::: Document excerpt :::

Data is the new currency: Building and managing financial data pipelines for artificial intelligence readiness

Authors

Jeevani Singireddy
Intuit Inc, California, United States

Synopsis

In the past couple of years, various technologies have arisen to automate the building and maintenance of machine learning (ML) pipelines. In particular, the introduction of orchestration platforms and recent research into understanding ML pipeline failures have produced open source tools and guidelines that help users improve the reliability and observability of their ML deployments. These technologies focus on a subcomponent of the end-to-end machine learning workflow, which is the pipeline that produces the ML model, but such a pipeline relies on a similarly complex and critical data pipeline that produces the data used by the ML pipeline. This pipeline typically consists of ETL jobs (i.e., extraction, transformation, loading), data validation, feature engineering, and transformations that must run at various time intervals or data thresholds to keep up with the incoming data for production applications.

:::

-- Aim --
Please name what the data pipeline typically consists of, according to the synopsis on financial data pipelines.

::: Supplied entries :::

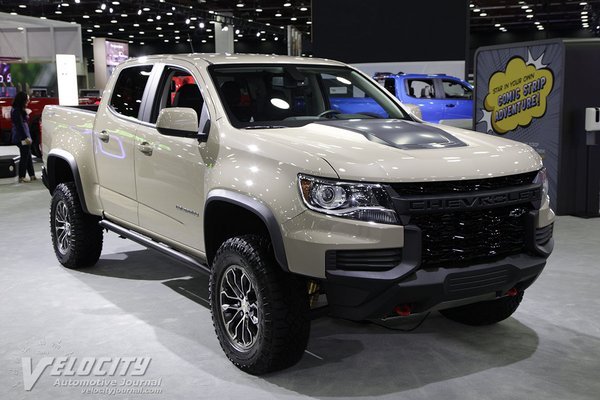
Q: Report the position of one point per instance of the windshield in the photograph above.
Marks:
(270, 96)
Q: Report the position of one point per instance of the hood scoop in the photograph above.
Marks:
(405, 135)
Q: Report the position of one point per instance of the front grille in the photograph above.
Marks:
(363, 260)
(453, 187)
(543, 235)
(455, 238)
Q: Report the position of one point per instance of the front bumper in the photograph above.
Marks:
(359, 295)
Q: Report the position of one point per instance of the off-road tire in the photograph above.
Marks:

:::

-- The output --
It typically consists of ETL jobs (extraction, transformation, loading), data validation, feature engineering, and transformations.